TEXT EXTRACT.
Can anyone offer an opinion on this HP laptop? Thanks!


----------



## Cholly (Mar 22, 2004)

Clark Kent said:


> Still trying to narrow down the search. It's funny how many people just shout out Mac to me when I say I want a laptop. I think that the HP Pavilion dv7-6c90us meets my needs, but I don't know anyone that has an HP.
> 
> Can anyone offer an opinion on this HP laptop? Thanks!


Reviews on this computer have been highly favorable from many sites. Do a google search on the model number and you'll get to see them. Far cry from the sub $500 computer you were first seeking.


----------



## Clark Kent (May 1, 2007)

Read the reviews but nothing beats a friend's two cents. As for the budget, the more I looked into laptops, the better machine I kept looking at. This HP has a good screen, good speed, and a blu ray. Just wanted to know if anyone here has had an HP because I haven't.


----------



## olguy (Jan 9, 2006)

I had a 17" HP lap top for over a year and my grandson has had it for nearly 2 years and never a problem. I have a desk top and an all-in-one both by HP and no problems. I would not hesitate to get another HP should the need arise.

REQUIREMENTS.
A) Copy the HP laptop thread word for word from "## Clark Kent" up to and including "because I haven't.".
B) Continue the forum thread about the HP laptop, starting after its final post.

INFORMATION SUPPLIED.
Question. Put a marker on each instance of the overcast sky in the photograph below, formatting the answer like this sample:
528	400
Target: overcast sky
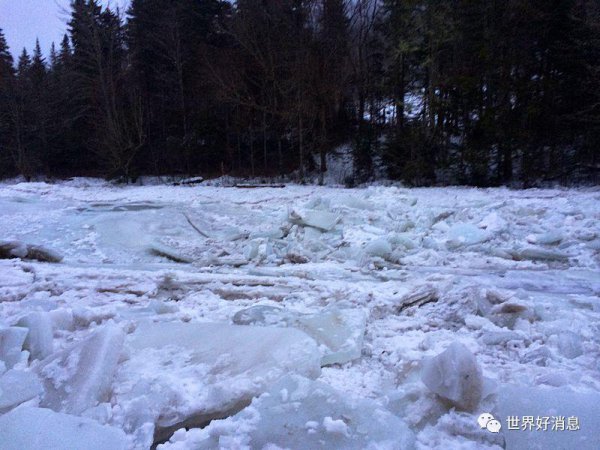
25	20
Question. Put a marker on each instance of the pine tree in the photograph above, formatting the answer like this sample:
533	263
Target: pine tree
7	75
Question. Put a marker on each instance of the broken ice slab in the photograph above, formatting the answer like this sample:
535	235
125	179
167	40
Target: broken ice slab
38	428
40	339
300	413
263	315
17	249
549	238
465	234
339	333
80	377
455	376
535	254
323	220
157	249
11	344
206	370
16	387
573	417
379	247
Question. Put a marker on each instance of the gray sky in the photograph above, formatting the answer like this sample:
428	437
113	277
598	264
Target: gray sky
24	20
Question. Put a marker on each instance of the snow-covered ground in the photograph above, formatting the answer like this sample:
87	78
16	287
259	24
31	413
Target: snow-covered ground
304	317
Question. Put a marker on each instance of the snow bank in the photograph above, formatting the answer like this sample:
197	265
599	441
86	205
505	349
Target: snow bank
300	413
37	428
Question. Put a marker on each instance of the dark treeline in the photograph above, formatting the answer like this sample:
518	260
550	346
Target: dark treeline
480	92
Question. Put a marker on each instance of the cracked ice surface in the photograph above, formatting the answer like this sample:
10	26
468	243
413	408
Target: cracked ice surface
511	276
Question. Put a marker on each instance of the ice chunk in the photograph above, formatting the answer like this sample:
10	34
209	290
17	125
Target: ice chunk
37	428
379	247
322	220
465	234
62	319
79	377
493	223
301	414
569	344
11	344
157	249
455	376
534	253
40	340
573	417
339	333
263	315
549	238
17	249
16	387
206	370
12	249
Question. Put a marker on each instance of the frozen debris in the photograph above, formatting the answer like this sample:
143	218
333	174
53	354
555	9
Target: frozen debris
550	238
339	333
455	376
259	249
323	220
572	417
299	413
538	254
263	315
40	339
16	249
404	240
508	313
167	252
493	223
466	234
500	337
13	249
80	377
37	428
62	319
11	344
379	247
206	370
419	297
16	387
569	344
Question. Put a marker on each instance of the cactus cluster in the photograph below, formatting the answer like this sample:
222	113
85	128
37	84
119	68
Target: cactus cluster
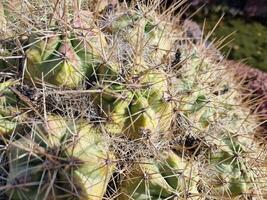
115	102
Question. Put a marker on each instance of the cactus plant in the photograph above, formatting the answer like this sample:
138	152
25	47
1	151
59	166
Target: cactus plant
164	118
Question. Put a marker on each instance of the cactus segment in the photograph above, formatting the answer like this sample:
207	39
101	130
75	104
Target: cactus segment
230	176
57	156
170	176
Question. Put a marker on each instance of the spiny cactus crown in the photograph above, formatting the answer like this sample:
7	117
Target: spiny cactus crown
116	102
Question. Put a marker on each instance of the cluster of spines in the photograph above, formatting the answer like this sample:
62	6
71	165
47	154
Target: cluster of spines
144	103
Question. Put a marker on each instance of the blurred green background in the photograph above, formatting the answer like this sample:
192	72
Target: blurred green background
248	27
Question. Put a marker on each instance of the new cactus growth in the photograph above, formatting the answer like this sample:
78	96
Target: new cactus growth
56	157
126	107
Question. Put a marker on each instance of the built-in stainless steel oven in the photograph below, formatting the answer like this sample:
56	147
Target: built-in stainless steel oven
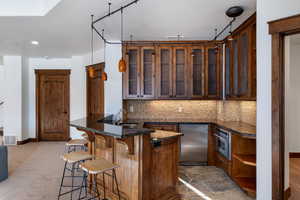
223	143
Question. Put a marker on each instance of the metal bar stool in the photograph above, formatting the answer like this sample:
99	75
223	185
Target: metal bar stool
73	159
94	168
75	144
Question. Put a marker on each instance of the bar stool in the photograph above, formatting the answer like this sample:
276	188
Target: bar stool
73	159
74	144
94	168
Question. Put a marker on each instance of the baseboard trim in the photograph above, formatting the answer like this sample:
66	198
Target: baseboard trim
294	155
287	193
26	141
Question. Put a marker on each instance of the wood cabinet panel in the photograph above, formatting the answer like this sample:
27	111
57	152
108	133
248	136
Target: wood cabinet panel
147	80
180	72
197	58
164	73
240	63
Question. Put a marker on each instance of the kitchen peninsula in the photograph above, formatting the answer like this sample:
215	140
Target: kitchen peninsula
148	160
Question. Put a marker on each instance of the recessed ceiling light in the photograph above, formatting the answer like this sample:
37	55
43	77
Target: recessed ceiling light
35	42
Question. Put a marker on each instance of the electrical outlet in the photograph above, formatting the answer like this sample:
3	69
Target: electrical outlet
131	109
180	109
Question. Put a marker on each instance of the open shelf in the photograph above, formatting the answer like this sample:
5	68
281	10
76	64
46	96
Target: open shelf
246	159
247	183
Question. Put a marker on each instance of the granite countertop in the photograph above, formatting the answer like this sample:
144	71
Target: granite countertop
159	134
98	126
242	128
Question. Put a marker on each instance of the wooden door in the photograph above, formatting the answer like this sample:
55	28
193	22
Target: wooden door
180	72
164	73
95	91
53	104
212	73
147	81
197	72
131	77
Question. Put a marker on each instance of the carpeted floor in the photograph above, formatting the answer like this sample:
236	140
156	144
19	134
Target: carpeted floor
35	170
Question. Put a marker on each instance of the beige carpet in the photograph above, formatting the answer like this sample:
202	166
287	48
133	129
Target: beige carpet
35	171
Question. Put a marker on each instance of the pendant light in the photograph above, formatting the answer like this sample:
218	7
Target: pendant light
122	63
230	38
91	70
104	75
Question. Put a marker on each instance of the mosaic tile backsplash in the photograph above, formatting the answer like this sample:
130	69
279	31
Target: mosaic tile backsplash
242	111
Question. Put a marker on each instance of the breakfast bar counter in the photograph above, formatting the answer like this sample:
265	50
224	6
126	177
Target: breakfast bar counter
148	160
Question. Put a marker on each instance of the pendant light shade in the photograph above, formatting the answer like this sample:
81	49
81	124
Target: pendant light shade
104	76
122	62
122	65
92	72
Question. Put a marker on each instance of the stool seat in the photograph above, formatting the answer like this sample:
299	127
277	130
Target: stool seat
74	157
77	142
97	166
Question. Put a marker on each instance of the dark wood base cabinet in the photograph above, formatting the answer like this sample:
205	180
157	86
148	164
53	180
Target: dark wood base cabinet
242	166
147	171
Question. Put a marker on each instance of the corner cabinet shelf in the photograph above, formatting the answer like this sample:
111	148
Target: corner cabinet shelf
249	160
243	170
248	184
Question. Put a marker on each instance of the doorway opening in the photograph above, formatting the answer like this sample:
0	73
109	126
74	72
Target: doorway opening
284	80
292	116
53	105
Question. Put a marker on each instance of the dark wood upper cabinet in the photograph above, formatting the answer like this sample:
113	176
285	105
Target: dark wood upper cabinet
180	72
193	70
147	80
213	83
197	58
240	63
131	81
228	72
164	73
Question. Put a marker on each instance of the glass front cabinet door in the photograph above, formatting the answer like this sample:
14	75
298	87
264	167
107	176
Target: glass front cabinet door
180	72
197	57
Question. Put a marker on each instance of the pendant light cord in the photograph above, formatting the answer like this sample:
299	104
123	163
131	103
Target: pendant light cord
104	51
122	25
92	41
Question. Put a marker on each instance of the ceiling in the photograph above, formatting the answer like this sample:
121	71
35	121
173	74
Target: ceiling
65	30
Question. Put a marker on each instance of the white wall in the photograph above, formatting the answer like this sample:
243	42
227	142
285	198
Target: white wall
267	10
292	102
292	96
1	93
13	96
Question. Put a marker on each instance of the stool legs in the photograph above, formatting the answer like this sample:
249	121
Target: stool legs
62	180
72	186
115	177
94	188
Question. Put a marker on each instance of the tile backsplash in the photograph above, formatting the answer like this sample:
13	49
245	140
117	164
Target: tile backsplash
244	111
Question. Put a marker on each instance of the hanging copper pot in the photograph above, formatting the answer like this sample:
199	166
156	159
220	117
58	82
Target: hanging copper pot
122	65
104	76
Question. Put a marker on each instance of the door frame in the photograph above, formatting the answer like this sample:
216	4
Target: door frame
279	29
38	73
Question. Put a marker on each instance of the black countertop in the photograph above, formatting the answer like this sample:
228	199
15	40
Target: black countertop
97	125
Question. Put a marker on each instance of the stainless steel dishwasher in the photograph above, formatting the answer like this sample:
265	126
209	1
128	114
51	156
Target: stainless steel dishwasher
194	144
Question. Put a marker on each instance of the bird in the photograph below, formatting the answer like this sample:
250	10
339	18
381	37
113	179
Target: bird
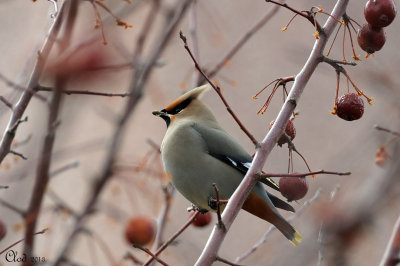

ANSWERS BY TASK.
A)
## Clark Kent (May 1, 2007)

Read the reviews but nothing beats a friend's two cents. As for the budget, the more I looked into laptops, the better machine I kept looking at. This HP has a good screen, good speed, and a blu ray. Just wanted to know if anyone here has had an HP because I haven't.

B)
----------



## phrelin (Jan 18, 2007)

olguy said:


> I had a 17" HP lap top for over a year and my grandson has had it for nearly 2 years and never a problem. I have a desk top and an all-in-one both by HP and no problems. I would not hesitate to get another HP should the need arise.


We also have four HP lap tops, two over four years old. And my wife and I are using HP desktops, which is the brand we went to when I quit assembling ours from parts.

No complaints here. But I did buy my granddaughter an Asus which seems to be working fine (except when she sat on it).


----------



## Marlin Guy (Apr 8, 2009)

I just setup a new Lenovo for someone last week, and that thing was FAST!
Using their boot optimizer, I got it down to 26 seconds from button push to usable desktop. And that is with MS Security Essentials on it. Not a high end machine either.

Their backup software also allows you to create restore disks from either the original factory state or the current state. Most won't let you do current state, and some like HP limit recovery disk creation to one time only.


----------



## BAHitman (Oct 24, 2007)

HP, Dell, Acer, Lenovo, Toshiba... does not really matter except personal taste... the laptops are all made in the same chinese factories by companies like Quanta, Wistron, Foxconn, Compal, etc...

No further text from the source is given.